● **Task brief**: Write out the stretch of lines below that begins at the line with "Task: Where can the black and" and ends at the line with "Target: metal bar", including both, exactly as given and nothing more.

● **Dataset entries**:
▬▬▬▬▬▬

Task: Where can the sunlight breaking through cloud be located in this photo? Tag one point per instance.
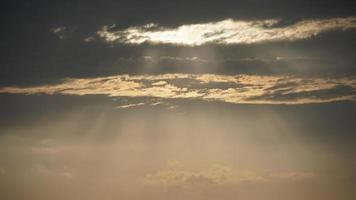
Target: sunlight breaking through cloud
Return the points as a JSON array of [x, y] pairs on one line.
[[227, 31], [225, 88]]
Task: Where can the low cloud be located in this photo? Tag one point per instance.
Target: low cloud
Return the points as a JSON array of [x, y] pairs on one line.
[[228, 31], [183, 175], [233, 89]]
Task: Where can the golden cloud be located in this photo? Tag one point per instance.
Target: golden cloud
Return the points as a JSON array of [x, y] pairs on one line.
[[228, 31], [226, 88]]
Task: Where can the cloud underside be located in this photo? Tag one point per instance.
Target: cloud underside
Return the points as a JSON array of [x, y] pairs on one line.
[[232, 89], [225, 32], [218, 174]]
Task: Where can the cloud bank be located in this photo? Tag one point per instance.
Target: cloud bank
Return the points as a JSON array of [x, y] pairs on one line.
[[226, 88], [227, 31], [218, 174]]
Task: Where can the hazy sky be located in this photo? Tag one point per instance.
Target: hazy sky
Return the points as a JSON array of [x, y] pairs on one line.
[[173, 100]]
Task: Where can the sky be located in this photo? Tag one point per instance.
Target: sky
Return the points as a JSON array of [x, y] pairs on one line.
[[172, 100]]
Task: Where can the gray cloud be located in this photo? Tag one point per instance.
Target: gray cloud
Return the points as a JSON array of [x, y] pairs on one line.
[[228, 31]]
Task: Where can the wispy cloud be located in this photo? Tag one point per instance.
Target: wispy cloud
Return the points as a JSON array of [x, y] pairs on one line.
[[228, 31], [225, 88], [182, 175]]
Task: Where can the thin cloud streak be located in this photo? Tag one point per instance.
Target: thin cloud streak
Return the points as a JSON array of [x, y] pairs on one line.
[[232, 89], [227, 31]]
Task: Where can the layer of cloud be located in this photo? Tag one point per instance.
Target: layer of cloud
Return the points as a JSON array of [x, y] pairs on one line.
[[217, 174], [228, 31], [225, 88]]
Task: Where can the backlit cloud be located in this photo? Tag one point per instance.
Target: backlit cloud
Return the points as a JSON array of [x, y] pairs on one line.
[[225, 88], [228, 31], [217, 174]]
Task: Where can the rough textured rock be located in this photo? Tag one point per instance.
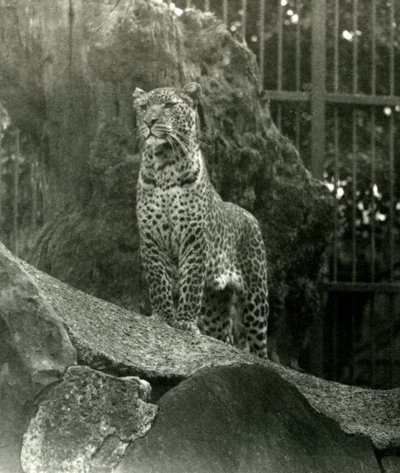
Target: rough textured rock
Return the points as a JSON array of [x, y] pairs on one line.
[[86, 422], [81, 60], [391, 464], [242, 419], [42, 316], [35, 350], [112, 339]]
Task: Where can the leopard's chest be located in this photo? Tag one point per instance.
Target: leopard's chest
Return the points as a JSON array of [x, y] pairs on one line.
[[168, 214]]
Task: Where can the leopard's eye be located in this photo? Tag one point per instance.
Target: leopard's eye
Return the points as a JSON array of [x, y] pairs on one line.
[[169, 104]]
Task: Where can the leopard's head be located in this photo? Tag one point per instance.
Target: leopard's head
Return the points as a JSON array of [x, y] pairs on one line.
[[167, 117]]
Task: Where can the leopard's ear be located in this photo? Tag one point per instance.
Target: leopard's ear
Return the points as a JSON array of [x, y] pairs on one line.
[[138, 95], [193, 91]]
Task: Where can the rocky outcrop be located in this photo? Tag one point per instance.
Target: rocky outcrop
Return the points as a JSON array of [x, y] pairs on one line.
[[86, 423], [68, 399], [68, 69], [244, 419]]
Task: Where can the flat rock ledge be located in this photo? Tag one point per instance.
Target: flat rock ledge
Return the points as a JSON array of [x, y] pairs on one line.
[[75, 377]]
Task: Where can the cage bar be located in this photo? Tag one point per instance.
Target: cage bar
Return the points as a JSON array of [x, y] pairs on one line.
[[318, 64], [298, 74], [33, 176], [336, 49], [225, 12], [373, 49], [354, 197], [261, 50], [391, 196], [355, 46], [391, 46], [373, 341], [16, 192], [336, 180], [244, 18], [280, 46], [1, 183], [373, 204], [373, 143]]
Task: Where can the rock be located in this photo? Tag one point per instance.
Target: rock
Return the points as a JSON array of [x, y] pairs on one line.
[[86, 423], [35, 350], [391, 464], [242, 419], [92, 242], [111, 339]]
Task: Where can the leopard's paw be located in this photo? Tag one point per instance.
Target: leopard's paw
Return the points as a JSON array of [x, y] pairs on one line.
[[186, 325]]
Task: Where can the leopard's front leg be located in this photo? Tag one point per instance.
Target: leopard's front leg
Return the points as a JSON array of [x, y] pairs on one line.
[[159, 272], [192, 273]]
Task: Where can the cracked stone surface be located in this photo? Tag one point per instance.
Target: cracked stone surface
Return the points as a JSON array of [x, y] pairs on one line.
[[35, 350], [48, 325], [242, 419], [86, 423]]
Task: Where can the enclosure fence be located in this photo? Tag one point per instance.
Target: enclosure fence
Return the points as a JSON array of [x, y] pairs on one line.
[[329, 70]]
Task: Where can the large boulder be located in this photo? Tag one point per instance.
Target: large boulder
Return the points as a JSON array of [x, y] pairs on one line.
[[244, 419], [91, 417], [86, 423], [78, 106]]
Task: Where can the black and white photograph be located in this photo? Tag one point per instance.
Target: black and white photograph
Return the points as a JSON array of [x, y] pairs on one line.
[[200, 236]]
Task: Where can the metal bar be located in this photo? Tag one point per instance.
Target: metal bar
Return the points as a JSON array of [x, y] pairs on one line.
[[225, 11], [362, 99], [391, 312], [334, 339], [279, 117], [391, 196], [16, 193], [288, 96], [33, 175], [373, 49], [261, 50], [391, 46], [298, 48], [372, 337], [373, 143], [383, 288], [298, 73], [280, 46], [1, 182], [336, 210], [355, 46], [244, 18], [351, 99], [318, 64], [336, 49], [354, 198], [373, 203], [353, 340]]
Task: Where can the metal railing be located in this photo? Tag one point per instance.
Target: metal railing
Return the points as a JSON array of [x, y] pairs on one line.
[[342, 104]]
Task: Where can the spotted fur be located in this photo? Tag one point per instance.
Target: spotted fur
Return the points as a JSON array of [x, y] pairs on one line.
[[204, 259]]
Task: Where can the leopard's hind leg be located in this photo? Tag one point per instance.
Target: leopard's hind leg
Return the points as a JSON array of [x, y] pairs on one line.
[[255, 307], [216, 320]]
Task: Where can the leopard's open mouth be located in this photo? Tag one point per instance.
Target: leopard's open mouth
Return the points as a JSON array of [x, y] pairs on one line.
[[158, 145]]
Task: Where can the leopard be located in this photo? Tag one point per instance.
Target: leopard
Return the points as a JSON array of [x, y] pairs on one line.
[[204, 259]]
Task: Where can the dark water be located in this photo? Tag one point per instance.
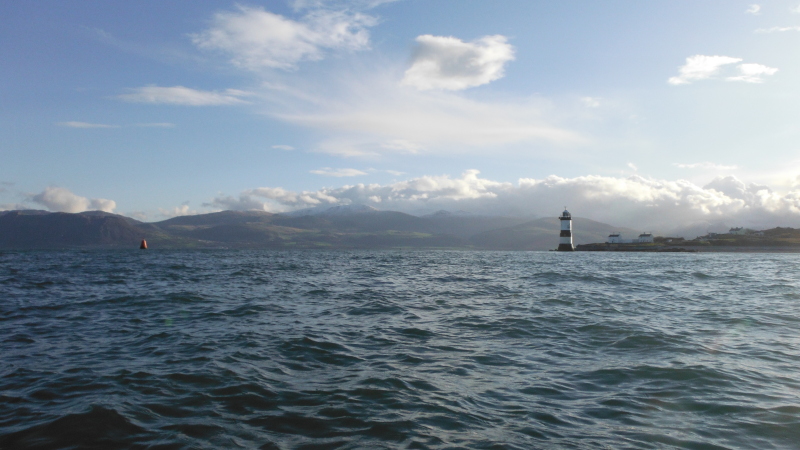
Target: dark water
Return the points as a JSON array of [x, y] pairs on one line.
[[398, 349]]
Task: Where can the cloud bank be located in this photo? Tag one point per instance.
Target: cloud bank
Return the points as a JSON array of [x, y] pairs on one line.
[[636, 201], [180, 95], [702, 67], [62, 200], [327, 171], [74, 124], [451, 64], [256, 39]]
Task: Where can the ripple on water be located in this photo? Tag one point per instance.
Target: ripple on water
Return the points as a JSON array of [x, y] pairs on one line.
[[398, 349]]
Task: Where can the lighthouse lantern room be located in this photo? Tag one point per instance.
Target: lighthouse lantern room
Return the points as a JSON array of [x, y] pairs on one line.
[[565, 241]]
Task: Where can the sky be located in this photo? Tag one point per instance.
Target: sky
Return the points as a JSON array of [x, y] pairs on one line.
[[651, 115]]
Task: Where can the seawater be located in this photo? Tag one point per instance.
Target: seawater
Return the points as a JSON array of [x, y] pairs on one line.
[[398, 349]]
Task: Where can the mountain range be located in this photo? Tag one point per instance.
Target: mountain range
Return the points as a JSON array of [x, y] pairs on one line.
[[337, 227]]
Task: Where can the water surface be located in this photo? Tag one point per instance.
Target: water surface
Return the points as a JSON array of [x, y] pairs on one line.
[[398, 349]]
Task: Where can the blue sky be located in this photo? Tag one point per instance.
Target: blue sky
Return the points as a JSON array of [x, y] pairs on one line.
[[631, 112]]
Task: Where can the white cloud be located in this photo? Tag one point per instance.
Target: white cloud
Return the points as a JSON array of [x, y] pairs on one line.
[[402, 145], [62, 200], [338, 4], [778, 29], [705, 165], [86, 125], [753, 73], [12, 206], [156, 125], [646, 203], [177, 211], [256, 39], [448, 63], [180, 95], [701, 67], [327, 171], [373, 120], [591, 102]]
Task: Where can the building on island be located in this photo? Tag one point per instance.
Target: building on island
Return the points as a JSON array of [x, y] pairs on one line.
[[565, 241], [616, 238]]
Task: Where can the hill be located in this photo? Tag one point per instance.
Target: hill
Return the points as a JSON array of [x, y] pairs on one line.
[[542, 234], [332, 228]]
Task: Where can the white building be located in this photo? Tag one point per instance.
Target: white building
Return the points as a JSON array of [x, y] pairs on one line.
[[616, 238], [565, 241]]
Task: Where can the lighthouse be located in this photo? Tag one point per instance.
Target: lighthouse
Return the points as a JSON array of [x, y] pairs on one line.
[[565, 241]]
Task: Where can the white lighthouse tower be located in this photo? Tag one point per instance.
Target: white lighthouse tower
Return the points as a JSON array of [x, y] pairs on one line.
[[565, 241]]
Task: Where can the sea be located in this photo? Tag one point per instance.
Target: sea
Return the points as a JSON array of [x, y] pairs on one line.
[[398, 349]]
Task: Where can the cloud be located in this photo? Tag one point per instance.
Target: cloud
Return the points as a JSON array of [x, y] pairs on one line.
[[156, 125], [374, 120], [177, 211], [591, 102], [778, 29], [12, 206], [448, 63], [636, 201], [86, 125], [753, 73], [327, 171], [705, 165], [338, 4], [701, 67], [256, 39], [62, 200], [180, 95]]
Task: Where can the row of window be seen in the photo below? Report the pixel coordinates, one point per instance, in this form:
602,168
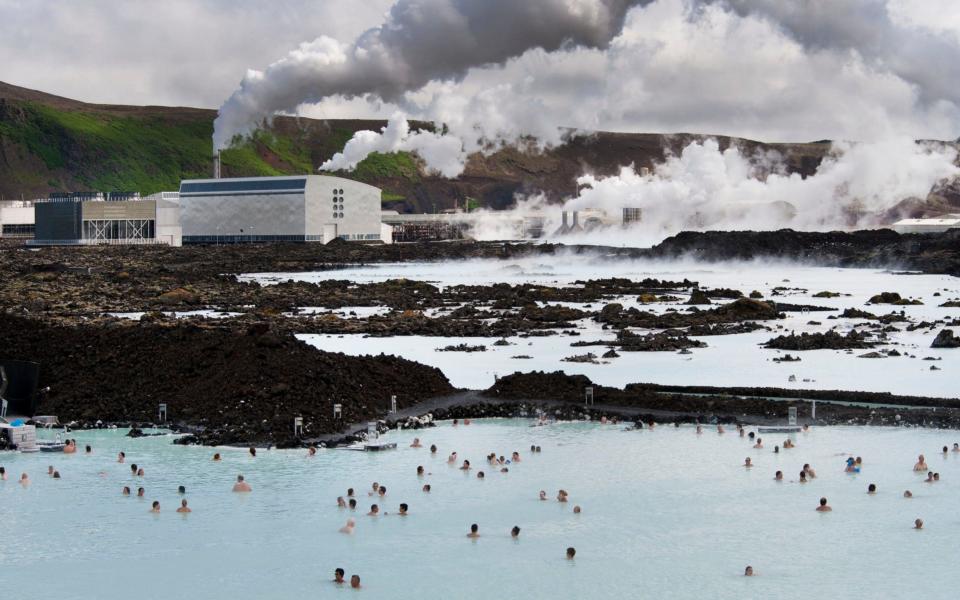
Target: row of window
18,230
117,229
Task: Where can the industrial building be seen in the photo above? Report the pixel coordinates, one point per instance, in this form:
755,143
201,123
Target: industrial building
304,208
118,219
932,225
16,219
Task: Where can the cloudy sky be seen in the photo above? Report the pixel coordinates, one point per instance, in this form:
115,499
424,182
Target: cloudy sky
501,69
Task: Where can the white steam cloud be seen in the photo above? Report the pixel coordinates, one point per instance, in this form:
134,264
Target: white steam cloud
420,41
495,72
704,188
443,154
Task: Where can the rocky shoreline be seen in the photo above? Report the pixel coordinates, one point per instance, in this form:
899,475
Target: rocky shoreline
244,379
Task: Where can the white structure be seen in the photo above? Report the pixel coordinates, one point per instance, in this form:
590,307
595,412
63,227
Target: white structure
302,208
16,218
934,225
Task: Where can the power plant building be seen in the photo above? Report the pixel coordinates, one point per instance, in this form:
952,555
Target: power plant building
115,219
304,208
16,219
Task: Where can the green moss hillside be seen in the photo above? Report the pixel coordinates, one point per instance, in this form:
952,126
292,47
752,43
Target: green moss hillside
53,144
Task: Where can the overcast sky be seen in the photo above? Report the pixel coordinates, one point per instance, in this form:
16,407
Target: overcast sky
768,69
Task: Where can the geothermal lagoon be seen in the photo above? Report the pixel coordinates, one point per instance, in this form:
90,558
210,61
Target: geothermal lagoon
728,360
665,513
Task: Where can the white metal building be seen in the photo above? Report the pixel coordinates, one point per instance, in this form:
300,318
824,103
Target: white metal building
303,208
16,218
933,225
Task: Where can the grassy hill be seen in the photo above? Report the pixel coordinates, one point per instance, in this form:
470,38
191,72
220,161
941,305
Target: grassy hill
49,143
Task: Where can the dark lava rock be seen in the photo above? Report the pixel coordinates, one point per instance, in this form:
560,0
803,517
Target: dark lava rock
856,313
463,348
891,298
211,377
787,358
946,339
819,341
610,312
698,297
589,357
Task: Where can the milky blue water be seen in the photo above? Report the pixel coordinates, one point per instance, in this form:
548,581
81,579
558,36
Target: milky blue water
666,513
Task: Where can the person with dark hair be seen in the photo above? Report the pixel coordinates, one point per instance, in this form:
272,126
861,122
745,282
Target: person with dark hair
241,485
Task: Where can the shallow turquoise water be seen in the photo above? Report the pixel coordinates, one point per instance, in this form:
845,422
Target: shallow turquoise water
666,513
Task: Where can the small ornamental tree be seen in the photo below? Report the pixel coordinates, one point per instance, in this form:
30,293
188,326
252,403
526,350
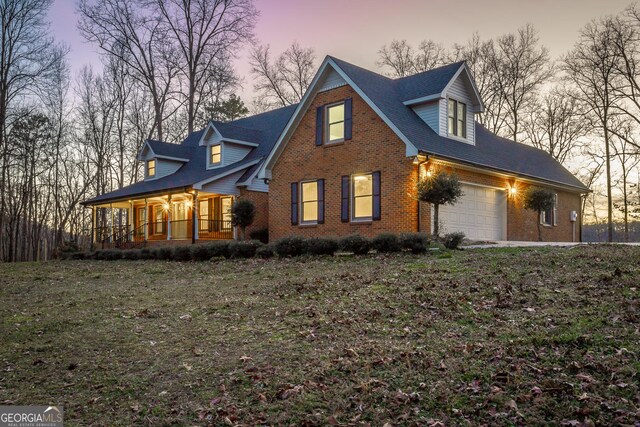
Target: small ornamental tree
242,214
440,189
539,200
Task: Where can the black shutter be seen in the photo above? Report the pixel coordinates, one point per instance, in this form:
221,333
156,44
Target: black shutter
344,207
294,203
321,201
347,118
376,196
319,125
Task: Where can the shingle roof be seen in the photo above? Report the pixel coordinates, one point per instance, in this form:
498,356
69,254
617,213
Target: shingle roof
489,150
264,128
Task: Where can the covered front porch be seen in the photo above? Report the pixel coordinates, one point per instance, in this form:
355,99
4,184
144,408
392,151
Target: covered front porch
188,216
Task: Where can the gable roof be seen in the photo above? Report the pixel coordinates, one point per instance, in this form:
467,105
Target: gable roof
388,98
264,127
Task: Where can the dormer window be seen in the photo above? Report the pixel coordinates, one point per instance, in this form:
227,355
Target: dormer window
457,119
335,123
151,168
216,154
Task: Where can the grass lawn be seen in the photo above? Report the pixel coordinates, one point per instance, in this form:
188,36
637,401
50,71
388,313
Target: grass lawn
495,336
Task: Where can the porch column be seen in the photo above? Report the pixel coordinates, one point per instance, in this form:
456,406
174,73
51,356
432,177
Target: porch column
146,220
113,224
130,225
194,217
169,218
94,232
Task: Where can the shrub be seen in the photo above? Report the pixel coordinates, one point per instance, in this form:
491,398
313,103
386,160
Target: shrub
453,240
200,253
108,254
290,246
162,253
386,242
145,253
243,249
181,253
261,234
131,254
218,249
417,243
265,252
356,244
322,246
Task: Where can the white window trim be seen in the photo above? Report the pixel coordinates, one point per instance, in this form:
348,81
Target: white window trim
219,164
464,138
301,207
352,198
155,168
325,115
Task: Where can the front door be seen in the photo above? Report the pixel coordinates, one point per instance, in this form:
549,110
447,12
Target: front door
179,221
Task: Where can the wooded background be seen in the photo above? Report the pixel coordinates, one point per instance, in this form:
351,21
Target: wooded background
167,68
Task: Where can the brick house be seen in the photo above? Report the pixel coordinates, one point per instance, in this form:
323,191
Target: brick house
351,154
345,160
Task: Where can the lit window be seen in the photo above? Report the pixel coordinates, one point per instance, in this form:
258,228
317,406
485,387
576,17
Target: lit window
549,216
151,168
216,154
309,203
335,122
457,119
362,197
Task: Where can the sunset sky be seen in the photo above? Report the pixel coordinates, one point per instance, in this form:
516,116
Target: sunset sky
354,30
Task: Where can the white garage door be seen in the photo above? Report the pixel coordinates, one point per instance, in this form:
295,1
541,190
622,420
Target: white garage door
481,214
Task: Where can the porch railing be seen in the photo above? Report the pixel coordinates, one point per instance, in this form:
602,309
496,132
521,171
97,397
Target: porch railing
215,229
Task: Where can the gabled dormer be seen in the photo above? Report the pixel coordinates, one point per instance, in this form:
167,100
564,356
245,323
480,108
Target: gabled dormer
450,110
162,159
226,144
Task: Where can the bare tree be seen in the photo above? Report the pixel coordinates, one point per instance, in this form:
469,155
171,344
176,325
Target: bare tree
282,81
590,67
521,66
555,124
206,32
121,29
404,60
27,53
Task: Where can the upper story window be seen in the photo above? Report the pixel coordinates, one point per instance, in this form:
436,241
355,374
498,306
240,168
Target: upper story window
151,168
335,123
309,202
457,118
362,197
215,154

▬▬▬▬▬▬

● **Answer to this exercise**:
Task: Where can the black and white photograph be located in this photo? Tag one point per instance.
Target: black and white photograph
Return the points as a JSON array of [x, y] pairs on one line.
[[200, 236]]
Task: Where can the metal bar be located in this photo? Tag one point per instance.
Target: metal bar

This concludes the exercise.